Penduduk Gaza kini tak hanya terancam serangan bom dan peluru Israel, melainkan juga penyakit menular yang kini menjadi pembunuh diam-diam. Pasalnya, kondisi kekurangan makanan, air bersih dan tempat berlindung melemahkan ratusan ribu orang yang mengalami trauma.
Dokter dan pekerja medis di jalur Gaza, imbas sistem kesehatan yang lemah, epidemi yang tak terhindarkan akan melanda wilayah tersebut.
"Badai penyakit yang sempurna telah dimulai. Sekarang masalahnya adalah (perihal) seberapa buruk dampaknya?" tutur James Elder, juru bicara utama dana anak-anak PBB (UNICEF) dikutip dari Reuters, Kamis (14/12/2023).
Organisasi Kesehatan Dunia (WHO) mencatat dari 29 November hingga 10 Desember, kasus diare pada anak balita melonjak 66 persen menjadi 59.895 kasus, dan meningkat 55 persen pada populasi lainnya. WHO mengatakan jumlah tersebut pasti tidak lengkap lantaran sistem pendataan terhambat imbas hancurnya semua sistem dan layanan di Gaza akibat perang.
Kepala bangsal anak di Rumah Sakit Nasser di Khan Younis di Gaza selatan, Dr Ahmed Al-Farra, menyebut bangsal di rumah sakitnya dipenuhi dengan anak-anak yang menderita dehidrasi ekstrem, menyebabkan gagal ginjal dalam beberapa kasus, sementara diare parah terjadi empat kali lipat lebih banyak.
"Masa inkubasi virus adalah tiga minggu hingga satu bulan, jadi setelah sebulan akan terjadi ledakan jumlah kasus. dari Hepatitis A," ujarnya sembari menyebut, ada 15 hingga 30 kasus Hepatitis A di Khan Younis dalam dua minggu terakhir.
Sejak gencatan senjata antara Israel dan Hamas gagal pada 1 Desember, ratusan ribu orang mengungsi ke tempat penampungan sementara berupa bangunan, sekolah, dan tenda yang ditinggalkan. Banyak warga tidur di alam terbuka dan tidak memiliki akses terhadap toilet atau air untuk mandi.

DATA YANG DITAMPILKAN ::

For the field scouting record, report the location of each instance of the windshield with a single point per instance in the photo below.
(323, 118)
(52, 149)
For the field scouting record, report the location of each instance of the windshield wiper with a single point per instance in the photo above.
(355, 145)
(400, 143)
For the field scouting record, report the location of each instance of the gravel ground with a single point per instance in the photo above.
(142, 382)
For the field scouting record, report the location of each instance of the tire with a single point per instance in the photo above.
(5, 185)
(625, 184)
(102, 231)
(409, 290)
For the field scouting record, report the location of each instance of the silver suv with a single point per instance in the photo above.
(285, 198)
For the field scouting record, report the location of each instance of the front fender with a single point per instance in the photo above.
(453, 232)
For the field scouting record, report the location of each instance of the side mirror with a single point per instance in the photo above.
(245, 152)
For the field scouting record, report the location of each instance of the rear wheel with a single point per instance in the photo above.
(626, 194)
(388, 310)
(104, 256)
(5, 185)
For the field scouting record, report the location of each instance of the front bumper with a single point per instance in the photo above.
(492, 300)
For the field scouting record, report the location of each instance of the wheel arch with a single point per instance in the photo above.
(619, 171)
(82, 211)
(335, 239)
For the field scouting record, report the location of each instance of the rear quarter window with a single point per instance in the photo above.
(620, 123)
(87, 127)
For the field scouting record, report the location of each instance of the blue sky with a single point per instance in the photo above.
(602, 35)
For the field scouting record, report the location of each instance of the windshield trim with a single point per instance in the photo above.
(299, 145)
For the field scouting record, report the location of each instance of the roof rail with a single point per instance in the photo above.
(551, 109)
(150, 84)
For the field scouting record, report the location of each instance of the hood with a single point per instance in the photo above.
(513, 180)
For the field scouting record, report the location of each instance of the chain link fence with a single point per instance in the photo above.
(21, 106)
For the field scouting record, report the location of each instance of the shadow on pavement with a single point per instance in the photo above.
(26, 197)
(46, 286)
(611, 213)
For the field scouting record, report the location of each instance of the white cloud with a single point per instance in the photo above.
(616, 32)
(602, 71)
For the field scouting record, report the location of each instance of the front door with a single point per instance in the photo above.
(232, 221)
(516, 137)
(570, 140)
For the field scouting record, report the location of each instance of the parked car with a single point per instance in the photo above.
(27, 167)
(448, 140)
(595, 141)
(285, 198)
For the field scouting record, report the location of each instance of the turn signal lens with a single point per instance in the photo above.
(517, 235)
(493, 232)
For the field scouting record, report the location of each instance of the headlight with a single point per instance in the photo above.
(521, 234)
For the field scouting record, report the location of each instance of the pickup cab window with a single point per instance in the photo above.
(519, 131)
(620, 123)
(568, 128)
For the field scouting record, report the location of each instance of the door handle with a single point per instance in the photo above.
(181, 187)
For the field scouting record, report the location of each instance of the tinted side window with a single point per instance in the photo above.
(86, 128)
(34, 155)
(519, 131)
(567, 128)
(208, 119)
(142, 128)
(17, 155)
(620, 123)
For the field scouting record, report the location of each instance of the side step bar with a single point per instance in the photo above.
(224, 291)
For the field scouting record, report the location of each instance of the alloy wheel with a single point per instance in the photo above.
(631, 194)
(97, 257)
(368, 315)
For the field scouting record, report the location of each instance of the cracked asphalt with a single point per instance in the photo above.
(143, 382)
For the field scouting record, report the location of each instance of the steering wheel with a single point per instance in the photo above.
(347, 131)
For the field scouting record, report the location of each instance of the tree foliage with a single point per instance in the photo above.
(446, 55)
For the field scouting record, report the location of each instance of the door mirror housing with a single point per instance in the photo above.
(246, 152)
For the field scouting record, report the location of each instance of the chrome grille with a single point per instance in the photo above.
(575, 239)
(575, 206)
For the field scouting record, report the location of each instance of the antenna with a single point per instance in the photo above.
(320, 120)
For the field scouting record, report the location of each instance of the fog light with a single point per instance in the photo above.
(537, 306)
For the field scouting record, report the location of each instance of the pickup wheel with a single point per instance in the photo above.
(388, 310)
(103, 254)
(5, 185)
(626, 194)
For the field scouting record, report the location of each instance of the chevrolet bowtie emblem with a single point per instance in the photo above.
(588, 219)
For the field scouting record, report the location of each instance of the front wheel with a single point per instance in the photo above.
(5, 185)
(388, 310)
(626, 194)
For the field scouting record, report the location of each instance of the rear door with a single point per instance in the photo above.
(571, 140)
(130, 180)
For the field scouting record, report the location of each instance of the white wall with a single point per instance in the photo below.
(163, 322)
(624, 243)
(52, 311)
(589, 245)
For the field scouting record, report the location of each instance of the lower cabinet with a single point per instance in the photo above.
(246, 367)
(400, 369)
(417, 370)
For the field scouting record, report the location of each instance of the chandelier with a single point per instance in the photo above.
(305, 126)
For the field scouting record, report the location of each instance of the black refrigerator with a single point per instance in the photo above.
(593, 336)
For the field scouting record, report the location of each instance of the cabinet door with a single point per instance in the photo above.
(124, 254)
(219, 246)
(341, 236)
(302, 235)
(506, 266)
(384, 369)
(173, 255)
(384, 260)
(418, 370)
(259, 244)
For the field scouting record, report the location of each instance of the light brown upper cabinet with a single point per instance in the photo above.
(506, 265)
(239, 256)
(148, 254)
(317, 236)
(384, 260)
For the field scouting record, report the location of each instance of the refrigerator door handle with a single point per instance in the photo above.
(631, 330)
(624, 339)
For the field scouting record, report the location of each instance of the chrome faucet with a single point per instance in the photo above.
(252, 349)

SOAL LATIHAN ::
a: Terjemahkan kalimat dari teks dokumen ini ke dalam bahasa Inggris: "Banyak warga tidur di alam terbuka dan tidak memiliki akses terhadap toilet atau air untuk mandi."
b: Tentukan apakah setiap pernyataan berikut sesuai dengan teks dokumen. Jawab ya atau tidak, lalu kutip kata-kata penentunya dari teks dokumen.
(i) Menurut WHO, kasus diare pada anak balita naik 66 persen dari 29 November hingga 10 Desember.
(ii) WHO menyatakan bahwa jumlah kasus yang tercatat sudah lengkap.
(iii) Gencatan senjata antara Israel dan Hamas gagal pada 1 Desember.
c: Cetak bagian teks dokumen mulai dari "Sejak gencatan senjata" sampai dengan "air untuk mandi.".

HASIL ::
a: Many residents sleep in the open and have no access to toilets or water for bathing.

b:
(i) Ya: "kasus diare pada anak balita melonjak 66 persen menjadi 59.895 kasus"
(ii) Tidak: "WHO mengatakan jumlah tersebut pasti tidak lengkap"
(iii) Ya: "Sejak gencatan senjata antara Israel dan Hamas gagal pada 1 Desember"

c:
Sejak gencatan senjata antara Israel dan Hamas gagal pada 1 Desember, ratusan ribu orang mengungsi ke tempat penampungan sementara berupa bangunan, sekolah, dan tenda yang ditinggalkan. Banyak warga tidur di alam terbuka dan tidak memiliki akses terhadap toilet atau air untuk mandi.